- **WORK TO COMPLETE**:
Select every line in the items below that contains the string "statue", and copy each of those lines. Case counts.

- **RECORD EXCERPTS**:
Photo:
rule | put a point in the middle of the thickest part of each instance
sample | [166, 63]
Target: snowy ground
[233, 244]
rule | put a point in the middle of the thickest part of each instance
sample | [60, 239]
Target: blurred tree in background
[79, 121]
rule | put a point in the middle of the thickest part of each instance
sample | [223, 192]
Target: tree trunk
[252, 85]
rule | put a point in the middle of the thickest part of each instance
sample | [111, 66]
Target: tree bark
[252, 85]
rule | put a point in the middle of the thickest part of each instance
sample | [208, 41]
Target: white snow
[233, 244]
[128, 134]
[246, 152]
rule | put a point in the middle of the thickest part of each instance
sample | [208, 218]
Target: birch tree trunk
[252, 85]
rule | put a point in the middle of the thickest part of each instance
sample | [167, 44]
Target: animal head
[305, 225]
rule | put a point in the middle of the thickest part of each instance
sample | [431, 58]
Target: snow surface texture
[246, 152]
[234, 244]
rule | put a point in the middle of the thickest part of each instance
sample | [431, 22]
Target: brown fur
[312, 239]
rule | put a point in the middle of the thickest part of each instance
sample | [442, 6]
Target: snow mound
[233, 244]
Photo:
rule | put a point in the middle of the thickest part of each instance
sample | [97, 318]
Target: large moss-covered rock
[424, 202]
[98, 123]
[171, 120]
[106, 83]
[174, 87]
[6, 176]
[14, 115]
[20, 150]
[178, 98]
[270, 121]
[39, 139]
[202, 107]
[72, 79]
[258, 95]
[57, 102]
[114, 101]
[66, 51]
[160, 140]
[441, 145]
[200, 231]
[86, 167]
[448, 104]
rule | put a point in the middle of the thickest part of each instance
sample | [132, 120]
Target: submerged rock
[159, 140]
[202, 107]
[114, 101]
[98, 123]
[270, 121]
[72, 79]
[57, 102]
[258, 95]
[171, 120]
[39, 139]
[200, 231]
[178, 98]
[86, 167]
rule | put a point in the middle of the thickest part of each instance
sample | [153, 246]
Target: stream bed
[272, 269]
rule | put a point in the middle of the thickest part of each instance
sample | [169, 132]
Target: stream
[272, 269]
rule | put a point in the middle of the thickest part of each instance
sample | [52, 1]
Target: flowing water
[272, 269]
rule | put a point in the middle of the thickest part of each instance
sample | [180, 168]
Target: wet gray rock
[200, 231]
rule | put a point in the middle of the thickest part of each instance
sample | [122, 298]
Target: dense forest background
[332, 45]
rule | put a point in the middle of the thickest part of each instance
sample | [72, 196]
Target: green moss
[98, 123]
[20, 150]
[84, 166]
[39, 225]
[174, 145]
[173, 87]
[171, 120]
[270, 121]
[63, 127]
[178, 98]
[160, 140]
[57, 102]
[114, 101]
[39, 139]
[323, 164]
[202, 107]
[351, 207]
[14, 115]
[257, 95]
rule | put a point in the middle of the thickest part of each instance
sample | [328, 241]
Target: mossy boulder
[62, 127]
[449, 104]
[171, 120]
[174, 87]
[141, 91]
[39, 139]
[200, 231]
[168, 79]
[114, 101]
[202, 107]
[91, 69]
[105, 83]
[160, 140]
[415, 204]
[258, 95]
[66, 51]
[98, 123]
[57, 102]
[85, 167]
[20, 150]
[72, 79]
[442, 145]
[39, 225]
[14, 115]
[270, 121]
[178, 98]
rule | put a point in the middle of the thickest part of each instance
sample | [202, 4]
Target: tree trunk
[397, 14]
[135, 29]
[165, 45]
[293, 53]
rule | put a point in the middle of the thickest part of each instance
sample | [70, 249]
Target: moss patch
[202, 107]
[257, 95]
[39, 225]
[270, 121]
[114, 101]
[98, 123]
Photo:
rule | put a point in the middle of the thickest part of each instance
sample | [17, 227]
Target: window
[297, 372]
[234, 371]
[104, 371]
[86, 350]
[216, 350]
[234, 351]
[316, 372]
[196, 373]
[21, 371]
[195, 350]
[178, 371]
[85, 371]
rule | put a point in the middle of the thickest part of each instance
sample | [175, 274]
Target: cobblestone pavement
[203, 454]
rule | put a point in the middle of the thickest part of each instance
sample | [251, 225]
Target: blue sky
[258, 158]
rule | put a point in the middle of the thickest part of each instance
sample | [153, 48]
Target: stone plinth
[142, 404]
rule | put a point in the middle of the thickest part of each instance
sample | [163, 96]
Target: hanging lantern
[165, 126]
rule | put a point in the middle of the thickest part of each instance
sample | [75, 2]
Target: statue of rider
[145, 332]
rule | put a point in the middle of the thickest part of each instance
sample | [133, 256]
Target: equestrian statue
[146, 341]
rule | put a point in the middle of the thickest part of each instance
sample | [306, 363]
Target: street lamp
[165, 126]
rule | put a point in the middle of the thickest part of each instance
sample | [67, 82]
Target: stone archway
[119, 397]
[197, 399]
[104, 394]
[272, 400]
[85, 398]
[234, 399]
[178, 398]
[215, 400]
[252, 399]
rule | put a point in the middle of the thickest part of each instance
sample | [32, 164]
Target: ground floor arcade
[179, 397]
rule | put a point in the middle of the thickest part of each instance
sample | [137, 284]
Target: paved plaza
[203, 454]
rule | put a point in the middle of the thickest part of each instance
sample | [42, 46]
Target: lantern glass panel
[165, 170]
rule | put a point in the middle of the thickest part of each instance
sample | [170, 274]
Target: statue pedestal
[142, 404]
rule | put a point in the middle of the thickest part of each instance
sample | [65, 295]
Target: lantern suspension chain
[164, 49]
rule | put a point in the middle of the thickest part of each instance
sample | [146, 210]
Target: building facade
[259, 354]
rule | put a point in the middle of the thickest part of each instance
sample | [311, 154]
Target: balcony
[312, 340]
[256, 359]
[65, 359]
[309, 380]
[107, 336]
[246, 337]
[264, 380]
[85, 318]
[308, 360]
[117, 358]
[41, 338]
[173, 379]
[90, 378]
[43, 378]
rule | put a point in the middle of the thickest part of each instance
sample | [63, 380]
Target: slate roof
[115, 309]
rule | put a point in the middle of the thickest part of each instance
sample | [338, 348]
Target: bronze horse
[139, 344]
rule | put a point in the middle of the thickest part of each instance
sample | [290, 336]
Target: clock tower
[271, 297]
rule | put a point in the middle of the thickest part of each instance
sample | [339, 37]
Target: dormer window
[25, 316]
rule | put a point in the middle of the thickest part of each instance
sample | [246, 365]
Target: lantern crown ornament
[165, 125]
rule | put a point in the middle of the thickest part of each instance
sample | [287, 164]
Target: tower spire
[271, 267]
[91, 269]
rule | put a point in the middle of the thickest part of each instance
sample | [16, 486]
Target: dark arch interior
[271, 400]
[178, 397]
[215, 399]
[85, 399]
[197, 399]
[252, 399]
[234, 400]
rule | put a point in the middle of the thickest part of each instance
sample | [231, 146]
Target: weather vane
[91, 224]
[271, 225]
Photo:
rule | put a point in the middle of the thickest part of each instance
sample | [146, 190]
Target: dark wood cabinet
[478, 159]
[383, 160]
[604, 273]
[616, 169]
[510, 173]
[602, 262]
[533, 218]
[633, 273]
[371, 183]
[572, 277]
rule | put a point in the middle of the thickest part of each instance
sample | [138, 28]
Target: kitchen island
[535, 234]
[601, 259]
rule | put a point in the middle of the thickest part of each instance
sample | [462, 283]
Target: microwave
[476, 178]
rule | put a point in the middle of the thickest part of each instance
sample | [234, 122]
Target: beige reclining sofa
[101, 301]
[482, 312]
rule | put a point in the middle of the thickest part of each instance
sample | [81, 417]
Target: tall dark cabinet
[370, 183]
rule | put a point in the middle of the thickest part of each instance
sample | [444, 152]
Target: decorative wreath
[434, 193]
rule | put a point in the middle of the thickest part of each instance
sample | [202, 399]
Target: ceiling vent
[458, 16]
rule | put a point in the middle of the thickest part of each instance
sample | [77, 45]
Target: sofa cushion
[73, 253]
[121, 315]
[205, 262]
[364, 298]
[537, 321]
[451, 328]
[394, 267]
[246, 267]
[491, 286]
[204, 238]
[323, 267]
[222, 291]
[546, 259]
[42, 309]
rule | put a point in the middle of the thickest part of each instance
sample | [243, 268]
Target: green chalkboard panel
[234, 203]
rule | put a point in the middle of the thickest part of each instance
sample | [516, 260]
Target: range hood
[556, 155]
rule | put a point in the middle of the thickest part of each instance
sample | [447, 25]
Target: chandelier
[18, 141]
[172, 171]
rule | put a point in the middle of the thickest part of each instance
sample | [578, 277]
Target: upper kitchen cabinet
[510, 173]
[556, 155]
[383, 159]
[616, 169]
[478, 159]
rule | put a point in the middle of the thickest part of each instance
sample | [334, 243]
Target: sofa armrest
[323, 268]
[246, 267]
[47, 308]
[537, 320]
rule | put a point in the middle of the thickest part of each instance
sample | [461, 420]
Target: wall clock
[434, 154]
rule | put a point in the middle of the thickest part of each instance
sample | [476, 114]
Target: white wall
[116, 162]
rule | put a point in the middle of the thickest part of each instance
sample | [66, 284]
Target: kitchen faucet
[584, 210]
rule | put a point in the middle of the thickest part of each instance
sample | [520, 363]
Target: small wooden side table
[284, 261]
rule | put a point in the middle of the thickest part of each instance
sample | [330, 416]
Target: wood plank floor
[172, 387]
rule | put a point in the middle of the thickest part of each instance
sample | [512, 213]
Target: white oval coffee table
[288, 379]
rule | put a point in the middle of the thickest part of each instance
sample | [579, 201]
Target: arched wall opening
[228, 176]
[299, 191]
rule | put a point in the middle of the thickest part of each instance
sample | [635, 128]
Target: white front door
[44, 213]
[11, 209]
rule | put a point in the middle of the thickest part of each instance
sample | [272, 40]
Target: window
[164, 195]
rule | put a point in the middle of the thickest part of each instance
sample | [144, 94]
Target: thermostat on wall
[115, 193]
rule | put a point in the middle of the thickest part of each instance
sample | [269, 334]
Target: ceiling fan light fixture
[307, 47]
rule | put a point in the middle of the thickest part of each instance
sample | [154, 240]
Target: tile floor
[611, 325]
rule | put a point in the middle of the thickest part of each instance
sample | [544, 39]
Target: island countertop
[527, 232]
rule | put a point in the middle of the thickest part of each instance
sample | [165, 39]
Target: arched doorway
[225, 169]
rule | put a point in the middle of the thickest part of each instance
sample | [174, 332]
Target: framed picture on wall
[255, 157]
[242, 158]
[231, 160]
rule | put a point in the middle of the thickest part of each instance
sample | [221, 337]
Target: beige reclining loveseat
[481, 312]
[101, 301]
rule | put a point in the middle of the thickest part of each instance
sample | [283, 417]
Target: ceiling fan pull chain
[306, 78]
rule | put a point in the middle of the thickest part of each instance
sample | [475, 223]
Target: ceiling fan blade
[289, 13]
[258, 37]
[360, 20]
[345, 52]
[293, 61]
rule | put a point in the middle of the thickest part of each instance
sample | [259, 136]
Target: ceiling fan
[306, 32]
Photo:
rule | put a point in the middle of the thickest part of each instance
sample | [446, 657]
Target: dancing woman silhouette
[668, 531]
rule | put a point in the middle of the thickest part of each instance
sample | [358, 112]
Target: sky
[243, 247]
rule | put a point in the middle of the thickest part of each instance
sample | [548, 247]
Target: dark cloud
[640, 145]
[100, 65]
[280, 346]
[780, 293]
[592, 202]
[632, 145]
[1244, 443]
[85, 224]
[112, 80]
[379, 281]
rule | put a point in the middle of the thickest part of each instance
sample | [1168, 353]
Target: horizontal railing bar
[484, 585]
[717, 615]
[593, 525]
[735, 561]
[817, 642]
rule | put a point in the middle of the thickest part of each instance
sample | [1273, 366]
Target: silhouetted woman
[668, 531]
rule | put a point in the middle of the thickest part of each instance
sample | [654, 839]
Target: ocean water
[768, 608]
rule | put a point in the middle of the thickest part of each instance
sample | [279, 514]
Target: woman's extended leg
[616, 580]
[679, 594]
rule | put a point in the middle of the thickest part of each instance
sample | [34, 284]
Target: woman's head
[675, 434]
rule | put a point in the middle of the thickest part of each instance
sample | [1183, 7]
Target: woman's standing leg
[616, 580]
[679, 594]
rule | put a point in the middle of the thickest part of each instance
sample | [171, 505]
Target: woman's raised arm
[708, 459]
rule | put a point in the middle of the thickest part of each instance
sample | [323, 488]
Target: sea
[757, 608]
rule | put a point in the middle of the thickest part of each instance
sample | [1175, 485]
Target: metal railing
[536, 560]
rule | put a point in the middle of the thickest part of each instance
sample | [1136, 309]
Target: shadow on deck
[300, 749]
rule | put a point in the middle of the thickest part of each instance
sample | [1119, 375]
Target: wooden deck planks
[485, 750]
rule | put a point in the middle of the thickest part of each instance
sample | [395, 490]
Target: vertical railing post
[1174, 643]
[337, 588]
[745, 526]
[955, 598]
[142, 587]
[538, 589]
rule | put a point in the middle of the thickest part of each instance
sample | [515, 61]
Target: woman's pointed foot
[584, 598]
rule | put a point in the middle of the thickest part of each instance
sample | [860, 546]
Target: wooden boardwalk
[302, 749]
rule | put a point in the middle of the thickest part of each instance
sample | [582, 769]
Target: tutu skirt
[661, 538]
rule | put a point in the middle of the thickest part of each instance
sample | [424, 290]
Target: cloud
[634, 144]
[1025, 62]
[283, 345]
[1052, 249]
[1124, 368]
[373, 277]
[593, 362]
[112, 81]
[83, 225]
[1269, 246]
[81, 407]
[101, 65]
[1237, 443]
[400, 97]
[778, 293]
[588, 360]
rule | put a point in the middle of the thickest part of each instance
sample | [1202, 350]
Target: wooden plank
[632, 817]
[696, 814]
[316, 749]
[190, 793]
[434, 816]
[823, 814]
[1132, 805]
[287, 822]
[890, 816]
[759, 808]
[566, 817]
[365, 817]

- **RESPONSE TO THIS EXERCISE**:
Target: statue of rider
Target: equestrian statue
Target: statue pedestal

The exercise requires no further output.